Je est une fiction.
La Estupidez – la Connerie – est un spectacle déconcertant du collectif bruxellois Transquinquennal, qui semblait prédestiné – même s’il refuserait le terme – à l’interpréter.
Pièce écrite en 2002, la Estupidez est née de la rencontre de Rafael Spregelburd avec les Sept Péchés Capitaux et les Quatre Dernières Étapes humaines , tableau de Jérôme Bosch. Elle fait partie d’une heptalogie dont elle est le quatrième volet. S’emparant du thème du péché d’avarice, l’auteur évite le piège d’une énième illustration et se lance dans une véritable représentation de la connerie humaine quand elle est aux prises avec l’argent, sous toutes ses formes. Spéculations, radineries, escroqueries, détournement, dettes, arrivisme cupide, gestion de cagnotte ou de ses derniers dollars en poche… sont autant de facettes qui lient les vingt-cinq personnages du spectacle, incarnés par seulement cinq acteurs !

## [Données fournies]
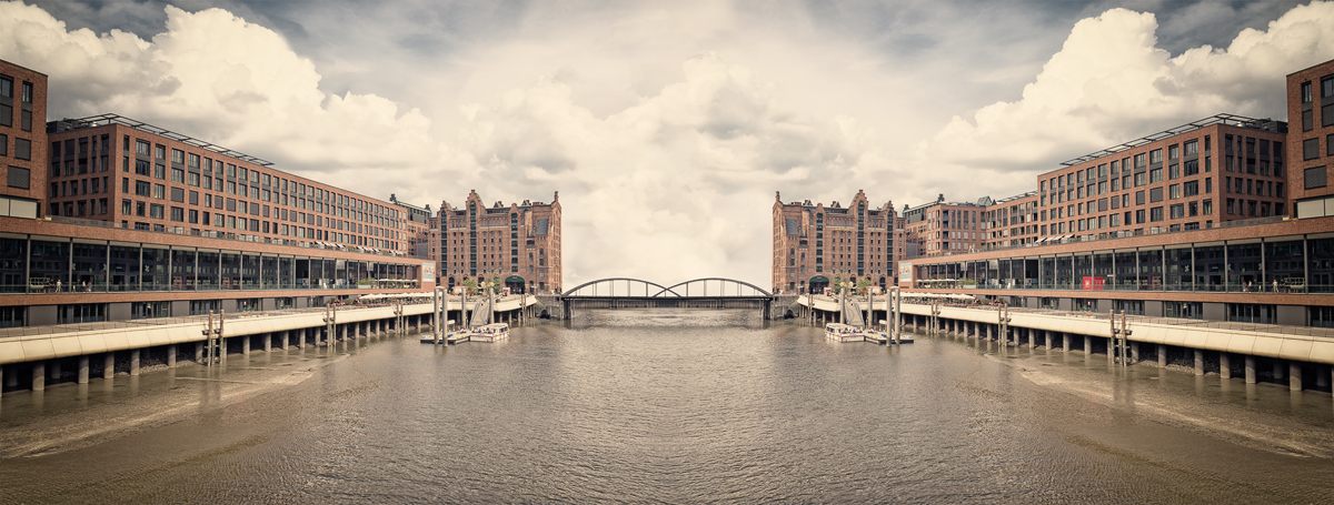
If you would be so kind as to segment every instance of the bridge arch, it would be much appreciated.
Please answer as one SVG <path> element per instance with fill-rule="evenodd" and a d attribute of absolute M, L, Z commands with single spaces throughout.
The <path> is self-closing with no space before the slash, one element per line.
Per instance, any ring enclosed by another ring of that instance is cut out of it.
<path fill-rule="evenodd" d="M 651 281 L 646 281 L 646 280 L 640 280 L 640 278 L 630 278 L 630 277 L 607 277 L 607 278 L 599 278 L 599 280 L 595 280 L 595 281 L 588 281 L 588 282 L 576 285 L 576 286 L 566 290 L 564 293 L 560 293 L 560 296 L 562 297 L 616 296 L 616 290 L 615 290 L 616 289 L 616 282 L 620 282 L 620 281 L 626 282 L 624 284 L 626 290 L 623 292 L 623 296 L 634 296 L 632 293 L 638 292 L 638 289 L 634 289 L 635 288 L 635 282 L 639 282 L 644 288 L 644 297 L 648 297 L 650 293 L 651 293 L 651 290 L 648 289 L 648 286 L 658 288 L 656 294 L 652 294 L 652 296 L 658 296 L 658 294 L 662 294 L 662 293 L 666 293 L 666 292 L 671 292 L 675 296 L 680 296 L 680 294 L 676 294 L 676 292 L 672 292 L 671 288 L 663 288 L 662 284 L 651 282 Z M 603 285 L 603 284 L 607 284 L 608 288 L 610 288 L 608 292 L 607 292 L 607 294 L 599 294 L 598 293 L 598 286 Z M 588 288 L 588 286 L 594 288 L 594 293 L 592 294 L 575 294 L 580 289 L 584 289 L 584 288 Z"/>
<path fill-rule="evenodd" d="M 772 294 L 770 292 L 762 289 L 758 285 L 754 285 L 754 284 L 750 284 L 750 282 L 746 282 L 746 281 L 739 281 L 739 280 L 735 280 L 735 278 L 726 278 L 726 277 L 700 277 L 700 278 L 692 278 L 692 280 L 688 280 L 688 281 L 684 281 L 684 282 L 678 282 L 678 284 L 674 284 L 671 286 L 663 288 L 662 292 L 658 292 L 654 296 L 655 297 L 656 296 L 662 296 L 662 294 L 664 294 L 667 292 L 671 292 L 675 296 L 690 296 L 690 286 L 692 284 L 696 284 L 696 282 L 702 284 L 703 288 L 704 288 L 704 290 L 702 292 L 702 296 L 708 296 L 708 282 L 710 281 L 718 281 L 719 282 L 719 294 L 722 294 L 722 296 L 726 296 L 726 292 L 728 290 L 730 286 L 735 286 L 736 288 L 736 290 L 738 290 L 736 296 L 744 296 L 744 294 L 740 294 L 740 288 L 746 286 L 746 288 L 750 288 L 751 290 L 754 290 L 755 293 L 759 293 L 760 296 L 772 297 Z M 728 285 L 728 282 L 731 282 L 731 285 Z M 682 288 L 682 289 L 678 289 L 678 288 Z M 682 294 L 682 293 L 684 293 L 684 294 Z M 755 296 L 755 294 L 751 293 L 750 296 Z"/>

## [Liste des tâches]
a) Reproduisez à l'identique le passage sur La Estupidez, depuis « La Estupidez – » jusqu'à « terme – à l’interpréter. ».
b) D'après le passage sur La Estupidez, combien d'acteurs incarnent les vingt-cinq personnages du spectacle ?
c) Rédigez la suite du passage sur La Estupidez en reprenant après sa dernière phrase.

## [Résultats par ordre]
a)
La Estupidez – la Connerie – est un spectacle déconcertant du collectif bruxellois Transquinquennal, qui semblait prédestiné – même s’il refuserait le terme – à l’interpréter.

b) Cinq acteurs.

c)
Des intrigues multiples s’enchaînent et se télescopent dans le cadre sordide d’un motel de Las Vegas, capitale du divertissement, royaume de l’argent dont les lois sont celles des jeux de hasard. Et ce n’est pas anodin. Dans la même chambre se succèdent deux escrocs qui tentent de vendre la toile presque effacée d’un peintre fictif ; une bande de copains en virée à Las Vegas pour tester une technique de jeu qui leur permet de gagner 151 dollars par jour – à diviser en cinq, faut-il le dire ; un scientifique de génie et sa femme venus vendre une interview exclusive à une journaliste influente et cupide pour rembourser les dettes de leur fils drogué – enfin, c’est ce qu’il espère ! ; un acteur immoral et peu scrupuleux de passage avec sa sœur muette en fauteuil roulant ; deux flics homosexuels, rejoints par un troisième et des ouvreuses de ciné, sont là aussi, mais… pourquoi au fait ?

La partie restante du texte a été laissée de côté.